Based on the foregoing analysis, despite the fact that these methods have enhanced the encoding speed, several notable limitations still persist. Firstly, the majority of these methods independently exploit either spatial or temporal context information. As a result, they fail to comprehensively and profoundly explore the intrinsic spatio-temporal correlations within depth maps, thereby leading to inadequate prediction reliability. Secondly, machine learning-based approaches predominantly rely on deterministic classifiers. These classifiers exhibit poor robustness when differentiating ambiguous regions, such as depth edges and complex structures, and are highly susceptible to misjudgment. Thirdly, certain methods involve redundant processing or insufficient feature extraction for low-probability patterns. This makes it arduous to strike an optimal balance between encoding efficiency and performance.

The spatial distribution of depth maps exhibits strong continuity, and the optimal modes of adjacent prediction units (PUs) share a high degree of similarity. Moreover, in a stable scene, a notable correlation exists between the modes of PUs at the same position in the previous frame and those in the current frame. This characteristic offers valuable insights for related research. Building upon this, this paper presents a two-stage fast intra-mode decision algorithm for depth maps, which integrates naive bayes probability estimation and Fuzzy Support Vector Machine (FSVM). By effectively modeling spatio-temporal correlations and adaptively determining confidence levels, this algorithm addresses the conflict between the accuracy of mode selection and complexity control in existing methods. As a result, it attains a coordinated optimization of coding efficiency and rate-distortion performance.

Information shown =>
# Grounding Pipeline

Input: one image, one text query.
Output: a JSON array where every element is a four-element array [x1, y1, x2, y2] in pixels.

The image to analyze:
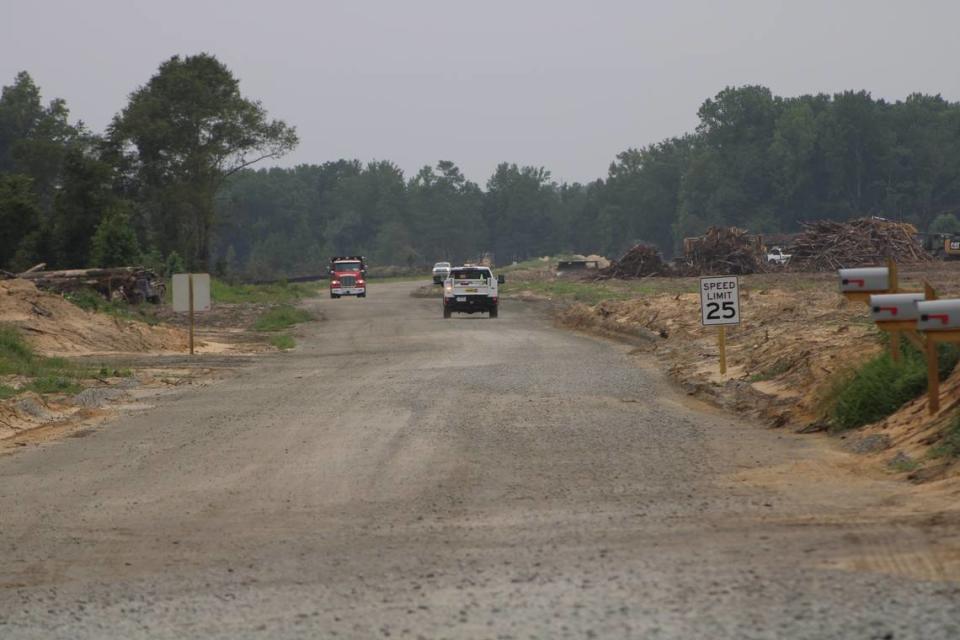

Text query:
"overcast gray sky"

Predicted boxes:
[[0, 0, 960, 184]]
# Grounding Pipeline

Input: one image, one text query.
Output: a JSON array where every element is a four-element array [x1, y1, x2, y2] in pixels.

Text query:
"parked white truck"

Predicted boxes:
[[443, 265, 504, 318]]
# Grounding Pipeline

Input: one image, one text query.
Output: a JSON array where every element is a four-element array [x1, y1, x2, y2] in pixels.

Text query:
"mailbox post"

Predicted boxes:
[[838, 259, 900, 362], [917, 296, 960, 415]]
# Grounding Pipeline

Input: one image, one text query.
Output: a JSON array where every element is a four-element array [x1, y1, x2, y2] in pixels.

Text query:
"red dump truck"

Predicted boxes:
[[330, 256, 367, 298]]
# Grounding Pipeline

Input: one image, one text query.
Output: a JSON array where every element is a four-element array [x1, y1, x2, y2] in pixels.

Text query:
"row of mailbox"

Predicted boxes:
[[840, 267, 960, 331]]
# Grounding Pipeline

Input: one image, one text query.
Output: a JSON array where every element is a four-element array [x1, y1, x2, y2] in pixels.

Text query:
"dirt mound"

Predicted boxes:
[[561, 274, 880, 427], [600, 244, 672, 278], [0, 279, 188, 355], [787, 218, 933, 271]]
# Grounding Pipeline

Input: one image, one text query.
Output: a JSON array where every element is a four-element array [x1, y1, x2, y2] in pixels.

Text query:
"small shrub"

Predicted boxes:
[[829, 343, 960, 430], [90, 208, 140, 267], [270, 334, 297, 351], [27, 376, 83, 394], [930, 415, 960, 458], [163, 251, 187, 278], [253, 306, 313, 331]]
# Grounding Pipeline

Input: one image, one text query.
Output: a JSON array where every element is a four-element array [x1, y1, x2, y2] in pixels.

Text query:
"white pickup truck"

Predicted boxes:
[[443, 266, 504, 318], [433, 262, 450, 284], [767, 247, 793, 266]]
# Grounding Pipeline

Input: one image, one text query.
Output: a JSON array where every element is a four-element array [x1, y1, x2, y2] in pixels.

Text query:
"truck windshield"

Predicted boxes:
[[453, 269, 490, 280]]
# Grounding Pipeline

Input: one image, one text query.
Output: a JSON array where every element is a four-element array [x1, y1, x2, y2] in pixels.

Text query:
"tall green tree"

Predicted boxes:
[[0, 174, 40, 269], [107, 53, 297, 269]]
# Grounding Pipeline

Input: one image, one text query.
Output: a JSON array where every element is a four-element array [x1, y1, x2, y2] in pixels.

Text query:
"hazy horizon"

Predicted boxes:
[[0, 0, 960, 184]]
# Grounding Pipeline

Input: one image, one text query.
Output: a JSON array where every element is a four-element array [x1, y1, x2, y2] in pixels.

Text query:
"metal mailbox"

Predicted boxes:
[[839, 267, 890, 293], [917, 300, 960, 331], [870, 293, 924, 322]]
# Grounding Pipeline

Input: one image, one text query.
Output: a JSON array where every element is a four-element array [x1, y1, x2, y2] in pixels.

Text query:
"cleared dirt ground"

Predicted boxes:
[[0, 283, 960, 639]]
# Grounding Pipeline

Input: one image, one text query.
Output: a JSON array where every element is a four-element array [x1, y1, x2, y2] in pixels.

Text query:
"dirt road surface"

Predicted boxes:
[[0, 284, 960, 640]]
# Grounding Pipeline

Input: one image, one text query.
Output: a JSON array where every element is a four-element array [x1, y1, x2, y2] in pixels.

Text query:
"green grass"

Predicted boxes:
[[211, 278, 318, 304], [827, 343, 960, 430], [503, 278, 697, 304], [0, 325, 96, 397], [63, 289, 158, 325], [930, 415, 960, 458], [890, 459, 920, 473], [26, 375, 83, 395], [253, 305, 313, 331], [270, 333, 297, 351]]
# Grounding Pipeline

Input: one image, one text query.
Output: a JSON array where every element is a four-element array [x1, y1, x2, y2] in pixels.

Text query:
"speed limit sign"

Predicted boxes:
[[700, 276, 740, 326]]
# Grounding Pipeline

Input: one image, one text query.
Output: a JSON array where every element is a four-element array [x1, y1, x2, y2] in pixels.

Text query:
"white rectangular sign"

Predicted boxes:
[[173, 273, 210, 312], [700, 276, 740, 326]]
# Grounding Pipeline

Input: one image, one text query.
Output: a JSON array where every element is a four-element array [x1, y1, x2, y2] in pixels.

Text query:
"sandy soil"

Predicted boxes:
[[0, 279, 187, 356], [0, 284, 960, 640], [0, 279, 292, 444], [559, 263, 960, 480]]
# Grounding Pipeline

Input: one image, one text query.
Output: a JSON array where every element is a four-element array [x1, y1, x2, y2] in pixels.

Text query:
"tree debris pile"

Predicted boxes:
[[17, 265, 166, 304], [598, 244, 673, 280], [787, 218, 933, 271], [677, 227, 767, 276]]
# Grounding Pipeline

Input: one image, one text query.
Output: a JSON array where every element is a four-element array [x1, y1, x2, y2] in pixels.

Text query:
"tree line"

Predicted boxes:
[[0, 54, 960, 278]]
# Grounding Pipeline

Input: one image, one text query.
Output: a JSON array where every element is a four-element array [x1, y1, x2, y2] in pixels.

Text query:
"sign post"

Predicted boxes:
[[700, 276, 740, 375], [173, 273, 210, 355]]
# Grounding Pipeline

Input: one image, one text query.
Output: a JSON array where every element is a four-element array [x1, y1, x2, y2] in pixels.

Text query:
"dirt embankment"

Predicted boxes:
[[559, 265, 960, 479], [0, 280, 188, 356]]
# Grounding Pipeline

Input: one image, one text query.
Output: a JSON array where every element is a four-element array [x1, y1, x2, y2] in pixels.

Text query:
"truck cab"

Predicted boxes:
[[330, 256, 367, 299], [443, 265, 504, 318]]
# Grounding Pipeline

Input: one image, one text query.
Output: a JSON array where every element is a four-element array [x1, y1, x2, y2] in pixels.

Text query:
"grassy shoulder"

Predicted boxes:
[[253, 305, 314, 331], [63, 289, 159, 325], [210, 278, 320, 304], [825, 343, 960, 430], [0, 326, 98, 399], [502, 272, 697, 305]]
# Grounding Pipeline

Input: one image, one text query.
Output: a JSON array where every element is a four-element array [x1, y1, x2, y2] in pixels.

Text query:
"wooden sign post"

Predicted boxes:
[[700, 276, 740, 376], [173, 273, 210, 355]]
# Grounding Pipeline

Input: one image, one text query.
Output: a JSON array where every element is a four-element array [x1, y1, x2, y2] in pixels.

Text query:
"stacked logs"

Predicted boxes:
[[597, 244, 673, 280], [677, 227, 767, 276], [787, 218, 933, 271], [16, 265, 166, 304]]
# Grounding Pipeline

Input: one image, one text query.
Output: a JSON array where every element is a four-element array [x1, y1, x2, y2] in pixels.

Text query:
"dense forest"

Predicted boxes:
[[0, 54, 960, 278]]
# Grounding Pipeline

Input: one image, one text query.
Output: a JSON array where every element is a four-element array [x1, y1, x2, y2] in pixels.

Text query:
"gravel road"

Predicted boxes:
[[0, 283, 960, 640]]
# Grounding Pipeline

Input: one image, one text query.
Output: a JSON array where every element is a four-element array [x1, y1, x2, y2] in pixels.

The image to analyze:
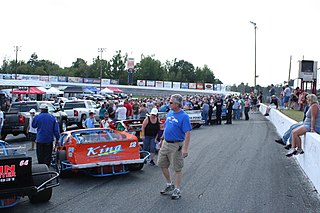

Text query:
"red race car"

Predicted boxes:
[[53, 128, 150, 177]]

Stated problem => Please state which two techniques the proposed two-stage algorithm combines, according to the text on depth map intra-mode decision.

Written reply => Naive Bayes probability estimation and a Fuzzy Support Vector Machine (FSVM).